§ **WHAT THIS TASK INVOLVES**
Could you repeat every record below exactly, leaving out the pictures?

§ **THE DATA**
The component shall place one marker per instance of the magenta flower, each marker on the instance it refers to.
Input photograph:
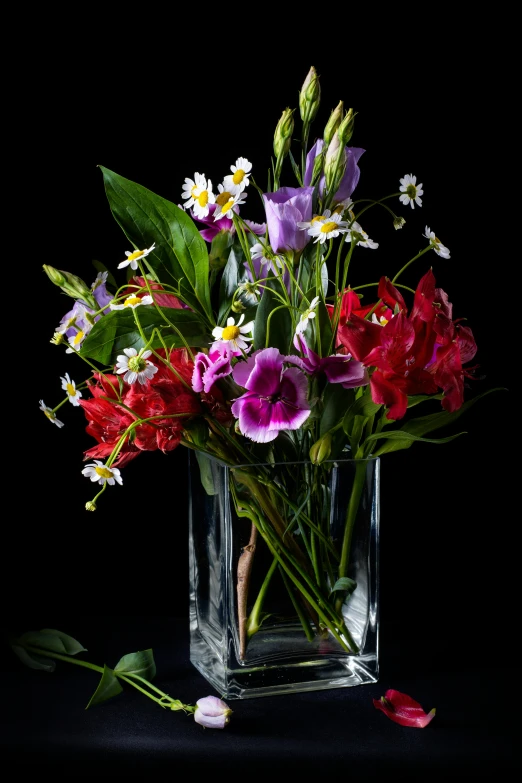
(212, 713)
(208, 368)
(338, 368)
(402, 709)
(351, 176)
(276, 397)
(284, 210)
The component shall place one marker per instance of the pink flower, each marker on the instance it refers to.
(212, 713)
(276, 397)
(402, 709)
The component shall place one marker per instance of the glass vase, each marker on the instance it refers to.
(283, 567)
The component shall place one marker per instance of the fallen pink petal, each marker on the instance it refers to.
(402, 709)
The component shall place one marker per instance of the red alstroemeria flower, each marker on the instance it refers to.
(402, 709)
(164, 395)
(162, 300)
(419, 353)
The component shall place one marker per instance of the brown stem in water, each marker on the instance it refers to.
(244, 570)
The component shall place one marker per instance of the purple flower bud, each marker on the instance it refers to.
(212, 713)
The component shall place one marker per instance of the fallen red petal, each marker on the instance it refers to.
(402, 709)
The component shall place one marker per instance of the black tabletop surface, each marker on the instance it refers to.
(47, 728)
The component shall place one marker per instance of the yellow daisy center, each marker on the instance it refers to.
(231, 332)
(227, 206)
(223, 197)
(330, 226)
(104, 472)
(135, 255)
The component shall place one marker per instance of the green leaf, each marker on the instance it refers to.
(108, 687)
(32, 660)
(180, 256)
(54, 641)
(420, 426)
(337, 401)
(278, 326)
(100, 267)
(117, 330)
(140, 663)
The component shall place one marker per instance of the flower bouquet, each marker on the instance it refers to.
(261, 348)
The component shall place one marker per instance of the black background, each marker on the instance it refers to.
(444, 538)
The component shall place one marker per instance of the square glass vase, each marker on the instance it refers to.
(283, 570)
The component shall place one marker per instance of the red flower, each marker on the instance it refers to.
(164, 395)
(162, 300)
(419, 353)
(402, 709)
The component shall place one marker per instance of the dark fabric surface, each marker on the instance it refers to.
(47, 728)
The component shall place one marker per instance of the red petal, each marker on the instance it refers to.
(402, 709)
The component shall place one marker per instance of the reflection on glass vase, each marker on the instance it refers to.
(284, 575)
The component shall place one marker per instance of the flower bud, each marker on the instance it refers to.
(212, 713)
(345, 129)
(334, 164)
(333, 123)
(321, 449)
(71, 285)
(283, 133)
(310, 96)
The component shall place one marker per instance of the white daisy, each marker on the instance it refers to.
(411, 192)
(192, 188)
(132, 301)
(329, 228)
(75, 343)
(234, 334)
(436, 244)
(238, 180)
(227, 209)
(365, 241)
(51, 415)
(97, 471)
(305, 317)
(132, 258)
(135, 366)
(72, 392)
(258, 252)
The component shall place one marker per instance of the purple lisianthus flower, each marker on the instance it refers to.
(351, 176)
(223, 224)
(338, 368)
(284, 209)
(212, 713)
(100, 293)
(276, 397)
(208, 368)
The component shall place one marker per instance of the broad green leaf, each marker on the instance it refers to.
(55, 641)
(140, 663)
(180, 256)
(72, 646)
(276, 324)
(424, 424)
(100, 267)
(32, 660)
(118, 330)
(108, 687)
(337, 401)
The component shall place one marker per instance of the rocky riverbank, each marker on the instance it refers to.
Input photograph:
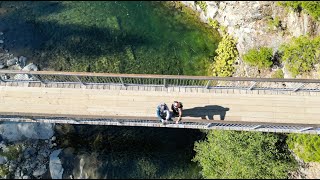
(28, 151)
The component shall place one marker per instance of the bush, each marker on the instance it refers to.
(311, 7)
(227, 53)
(301, 54)
(278, 74)
(243, 155)
(203, 5)
(274, 22)
(213, 23)
(262, 58)
(305, 146)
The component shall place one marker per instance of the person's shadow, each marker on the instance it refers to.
(206, 112)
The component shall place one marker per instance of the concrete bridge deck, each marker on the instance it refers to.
(221, 105)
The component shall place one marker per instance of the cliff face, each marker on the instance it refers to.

§ **RESPONSE TO THIS TASK**
The component shall place one marker per instance of the magenta flower, each marker on the instance it refers to.
Input photograph:
(212, 713)
(208, 368)
(338, 368)
(402, 709)
(351, 176)
(276, 397)
(284, 210)
The component shall place one marker per instance of the pink flower, each marker on the instance it refers to.
(212, 713)
(276, 397)
(402, 709)
The component shall place one marker per instance of the glass vase, each marker on the instance it refers to.
(283, 567)
The component shall place one marker per instance of the fallen pink petal, each marker on the instance it refers to.
(402, 709)
The component shall place one marker per instance of the red alstroemeria flower, each marker on the instance it refers to.
(402, 709)
(164, 395)
(162, 300)
(419, 353)
The component shall place one marker per instance of the brown stem in water, each marker on the instance it refers to.
(244, 570)
The component shall place one marker per instance of the purple flower bud, each marker on the instance it refers to.
(212, 713)
The component shall place one marker per instance of the fallen red petal, each marker on the instance it refers to.
(402, 709)
The component shall place one marker per instance of the black tabletop surface, each marker on the instance it refers to.
(47, 728)
The component shall place one marker per instance of the yellow daisy center, each marker on the instance it refers to.
(231, 332)
(227, 206)
(223, 197)
(330, 226)
(104, 472)
(135, 255)
The component shall place one marker per instance of the green leaf, each marker on the instance it refers to.
(108, 687)
(32, 660)
(180, 256)
(54, 641)
(420, 426)
(337, 401)
(278, 326)
(100, 267)
(117, 330)
(140, 663)
The component shall place one marker per instance of the flower bouquet, each marker on the instance it refers to.
(261, 348)
The component shall place one marker per instance of the black background, each marker on the instance it refers to.
(444, 538)
The component shall place one marker per instance of the square glass vase, each marker on the instance it refers to.
(283, 570)
The component shall place one marker per instance of the red flower, each marker on the instance it refers to.
(164, 395)
(162, 300)
(419, 353)
(402, 709)
The component shall place one marker per instance of the dark fabric surface, each marker on the instance it refers to.
(47, 728)
The component shall place one marker per instance of the red petal, each marker on the instance it refers to.
(402, 709)
The component shall place one marker per instance of the reflection on glass vase, each marker on the instance it refers to.
(284, 575)
The component shall place one marker per instance of the flower bud, each marker on the instance it refers to.
(212, 713)
(345, 129)
(334, 164)
(333, 123)
(321, 449)
(71, 285)
(283, 133)
(310, 96)
The component shall place one marker per instance of the white daisy, each marker on the instance it refers to.
(411, 192)
(192, 188)
(132, 301)
(329, 228)
(75, 343)
(234, 334)
(436, 244)
(238, 180)
(227, 209)
(365, 241)
(51, 415)
(97, 471)
(305, 317)
(132, 258)
(135, 366)
(72, 392)
(258, 252)
The component shall place one marker per instance of the purple lisianthus flower, each marker on the instance it refers to.
(351, 176)
(223, 224)
(338, 368)
(284, 209)
(212, 713)
(100, 293)
(276, 397)
(208, 368)
The component shall place one marker per instance of the broad green leaf, each marker on the instance it refers to.
(55, 641)
(140, 663)
(180, 256)
(72, 646)
(276, 324)
(424, 424)
(100, 267)
(32, 660)
(118, 330)
(108, 687)
(337, 401)
The component shall place one marker per instance of the rocky riverbank, each marker on the instance it refers to.
Input photograph:
(28, 151)
The component shall place one marker per instance of the bush, each marker on the instance it refers to.
(311, 7)
(227, 53)
(301, 54)
(278, 74)
(243, 155)
(203, 5)
(274, 22)
(213, 23)
(262, 58)
(305, 146)
The component shall place one marker per instance of the person's shadow, each marker on the instance it refers to.
(206, 112)
The component shall place one marker per instance of the concrete bridge deck, each marker on the instance it refers to.
(221, 105)
The component shall place one marker per instance of the cliff face, each marker on the instance it refers to.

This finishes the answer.